Can you retype every one of the items below word for word, leaving each line unchanged?

Items drawn from a data source
· · · · ·

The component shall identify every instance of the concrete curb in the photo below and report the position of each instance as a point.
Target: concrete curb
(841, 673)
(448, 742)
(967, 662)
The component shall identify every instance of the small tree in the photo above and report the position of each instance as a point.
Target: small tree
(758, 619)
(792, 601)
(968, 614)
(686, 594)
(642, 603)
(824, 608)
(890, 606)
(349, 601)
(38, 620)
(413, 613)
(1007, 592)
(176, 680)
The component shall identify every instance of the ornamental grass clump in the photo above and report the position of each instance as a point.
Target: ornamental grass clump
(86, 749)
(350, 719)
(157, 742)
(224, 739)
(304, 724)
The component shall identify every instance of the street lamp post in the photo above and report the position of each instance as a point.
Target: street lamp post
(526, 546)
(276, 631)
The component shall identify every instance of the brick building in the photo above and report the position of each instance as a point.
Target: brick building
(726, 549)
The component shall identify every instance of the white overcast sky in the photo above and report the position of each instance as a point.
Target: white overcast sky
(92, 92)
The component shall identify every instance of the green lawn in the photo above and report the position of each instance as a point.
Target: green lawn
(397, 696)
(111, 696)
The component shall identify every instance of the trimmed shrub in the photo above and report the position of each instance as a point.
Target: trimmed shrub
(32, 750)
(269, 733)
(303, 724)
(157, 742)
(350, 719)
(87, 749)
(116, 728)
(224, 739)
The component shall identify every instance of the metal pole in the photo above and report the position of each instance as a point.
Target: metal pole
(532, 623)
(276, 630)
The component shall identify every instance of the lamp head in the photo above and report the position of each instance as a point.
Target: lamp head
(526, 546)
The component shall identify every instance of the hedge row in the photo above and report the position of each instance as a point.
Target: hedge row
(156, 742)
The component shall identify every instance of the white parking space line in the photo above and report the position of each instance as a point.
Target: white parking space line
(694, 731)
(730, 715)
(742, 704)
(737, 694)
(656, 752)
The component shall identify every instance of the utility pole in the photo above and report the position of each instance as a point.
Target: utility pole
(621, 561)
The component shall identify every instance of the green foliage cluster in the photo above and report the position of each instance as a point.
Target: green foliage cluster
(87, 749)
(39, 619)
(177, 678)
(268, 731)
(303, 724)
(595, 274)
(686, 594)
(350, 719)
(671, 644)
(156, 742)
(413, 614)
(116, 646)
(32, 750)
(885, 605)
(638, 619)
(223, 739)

· · · · ·

### Task answer
The component shall identify every instance of the concrete curb in the photo below and report the position of each instance as a point.
Target: concrete curb
(841, 673)
(448, 742)
(967, 662)
The component shall identify every instance of the small tree in the photo above and report the position of each instance as a point.
Target: small tree
(758, 619)
(792, 601)
(968, 614)
(686, 594)
(642, 603)
(824, 608)
(890, 606)
(349, 601)
(38, 620)
(413, 613)
(1007, 592)
(176, 680)
The component shall identify every instance of the ornamental grass clump in the photo above and report the position of each instance as a point.
Target: ornamental grass clump
(86, 749)
(350, 719)
(157, 742)
(224, 739)
(304, 724)
The component shall identify every instance of the street lamp post in the photo above and report the position of each instance as a point.
Target: street lamp post
(526, 546)
(276, 631)
The component shall identify every instance of the brick building in the photo above and report the position of each instance as a point.
Target: brick building
(726, 549)
The component shall identify every instance of the white overcast sky in the photo above and report the position of each instance as a point.
Target: white overcast sky
(92, 92)
The component shall identify every instance of the green lawn in the photo above and report the position of each instance as a point.
Target: green lawn
(397, 696)
(111, 696)
The component shall identify every instance of the trimmed shrub in the photo above and report the position of each instance as a point.
Target: trimmed shrub
(32, 750)
(269, 733)
(303, 724)
(157, 742)
(350, 719)
(87, 749)
(116, 728)
(224, 739)
The component shall identify every instance of the metal pole in the photo above and report the position of each instance as a point.
Target: metal pole
(532, 623)
(276, 630)
The component shall identify every instance of the lamp head in the photo above and report the position of each instance as a point.
Target: lamp head
(526, 546)
The component shall identify every instance of the hedge row in the photo above and report the position of each instance as a point.
Target: hedge row
(156, 742)
The component shall identify every instance of the white parking space line in the photo above and report the position of each instance as a point.
Target: white parking space line
(694, 731)
(730, 715)
(742, 704)
(737, 694)
(656, 752)
The component shall identify every instance of the utility pole in the photo above and report the position of each instance as a point.
Target: utility pole
(621, 561)
The component shall identify every instance of the green foliage cluster in the photo above and report the position of each instance as a point.
Target: green foliage cluster
(87, 749)
(39, 619)
(177, 678)
(268, 731)
(303, 724)
(595, 274)
(686, 594)
(350, 719)
(671, 644)
(156, 742)
(413, 614)
(116, 646)
(32, 750)
(885, 605)
(638, 619)
(223, 739)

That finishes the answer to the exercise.